**Set exercise 1**:
Reproduce the interview word for word, everything from "Sarah: Yeah, it" down to "thing . . .".
**Set exercise 2**:
Count how many lines in the rows below contain the word "water", and reply with that number alone.

**Reading passage**:
:::
Sarah: Yeah, it was really really random. The booking agent at TT’s . . . we’ve played at TT’s a bunch, but I [hadn’t ever] actually spoken with the booking agent there before, and she just emailed me asking if I wanted the second slot opening up for Nicole Atkins. [I think], “What? Who does that?” And at the time, I had actually never heard her, I mean, I’d heard OF her, but I hadn’t heard her. So, I went to her MySpace page and was completely blown away, and I YouTubed her Dave Letterman thing . . .
melophobe: . . . which was amazing . . . .
Sarah: Yeah. So, I was supposed to go out of town that day, but I changed it to the next day. It was just one of those things that never happens to me, that people just offer me good things.
Matt: And actually, when I was leaving, I heard the door guy saying to someone, “Yeah, Sarah always does really well here.”
Sarah: Yeah, they only tell you . . . . I’m kidding, ‘cause that show, everybody was . . . it was Praise Matt Night. After the show, I had two people run up to me . . . , “WHERE’S YOUR DRUMMER!? I HAVE TO TELL HIM HE’S AWESOME!”
Matt: Right, like Sarah never gets compliments.
Sarah: Nonono, so I said, “Hey Matt, how’s it going?” And it was typical Matt, “So how do you think we played?” [and I said] “It was ok, you know? . . . could’ve been better, it was kinda sloppy,” and I said “How do you think it went?” and he said, “I thought it was really good. It sounded really good. Yeah, people keep on telling me that the show was great.” [So I told him], “Yeah, they keep telling me you were great too!”
Matt: Whatever.
Sarah: And at the end of the night, there was this guy who’d been trying to come see us for two years . . . .
Matt: Actually, he was the guy who was talking to the door guy, when the door guy said . . . .
Sarah: Oh, really? Ok. He was so excited, [he came up ro me and said], “I’m so glad to finally check you guys out, it was so great,” [so I say], “Thanks so much, thanks, thanks.”
Matt: And he says, “I could listen to you drum by yourself!”
:::
**Data provided**:
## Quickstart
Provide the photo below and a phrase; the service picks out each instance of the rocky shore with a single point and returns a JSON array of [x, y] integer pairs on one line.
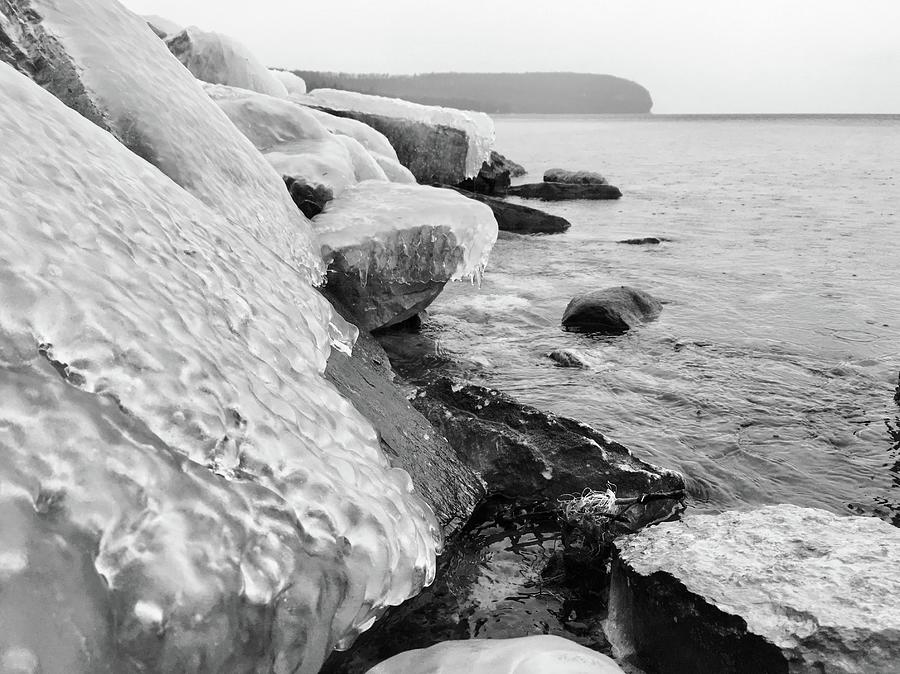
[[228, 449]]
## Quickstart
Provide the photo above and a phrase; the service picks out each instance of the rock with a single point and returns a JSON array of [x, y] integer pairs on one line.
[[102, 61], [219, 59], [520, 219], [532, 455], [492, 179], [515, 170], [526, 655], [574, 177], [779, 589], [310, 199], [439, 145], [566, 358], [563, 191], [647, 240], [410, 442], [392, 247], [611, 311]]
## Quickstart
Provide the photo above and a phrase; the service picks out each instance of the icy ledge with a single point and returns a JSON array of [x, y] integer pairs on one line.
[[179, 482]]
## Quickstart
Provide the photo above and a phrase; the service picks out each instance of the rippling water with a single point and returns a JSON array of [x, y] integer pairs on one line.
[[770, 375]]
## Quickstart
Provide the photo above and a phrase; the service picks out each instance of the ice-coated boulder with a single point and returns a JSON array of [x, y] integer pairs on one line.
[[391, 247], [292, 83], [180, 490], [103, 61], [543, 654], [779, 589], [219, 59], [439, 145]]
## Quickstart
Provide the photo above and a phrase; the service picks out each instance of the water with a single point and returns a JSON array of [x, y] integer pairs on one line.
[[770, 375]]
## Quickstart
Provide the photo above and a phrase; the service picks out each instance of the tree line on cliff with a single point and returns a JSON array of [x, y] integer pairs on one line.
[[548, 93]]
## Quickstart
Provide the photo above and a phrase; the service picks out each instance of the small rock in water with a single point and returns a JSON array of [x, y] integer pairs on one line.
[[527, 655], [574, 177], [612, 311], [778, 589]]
:::
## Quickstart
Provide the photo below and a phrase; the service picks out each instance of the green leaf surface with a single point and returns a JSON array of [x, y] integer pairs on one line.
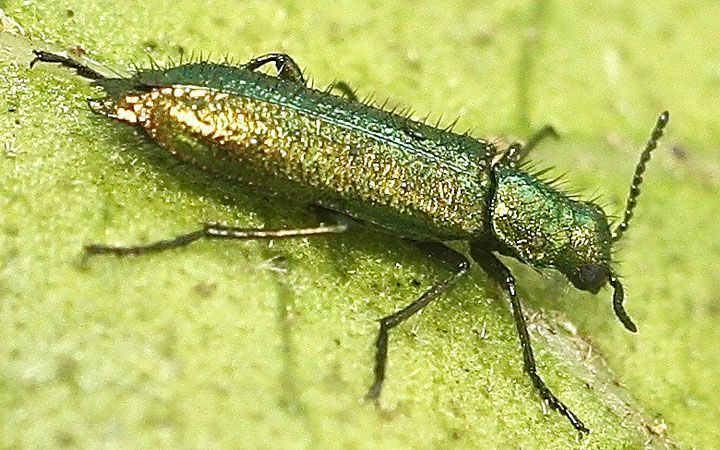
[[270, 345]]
:::
**Exercise result 1**:
Sarah: Yeah, it was really really random. The booking agent at TT’s . . . we’ve played at TT’s a bunch, but I [hadn’t ever] actually spoken with the booking agent there before, and she just emailed me asking if I wanted the second slot opening up for Nicole Atkins. [I think], “What? Who does that?” And at the time, I had actually never heard her, I mean, I’d heard OF her, but I hadn’t heard her. So, I went to her MySpace page and was completely blown away, and I YouTubed her Dave Letterman thing . . .

**Exercise result 2**:
3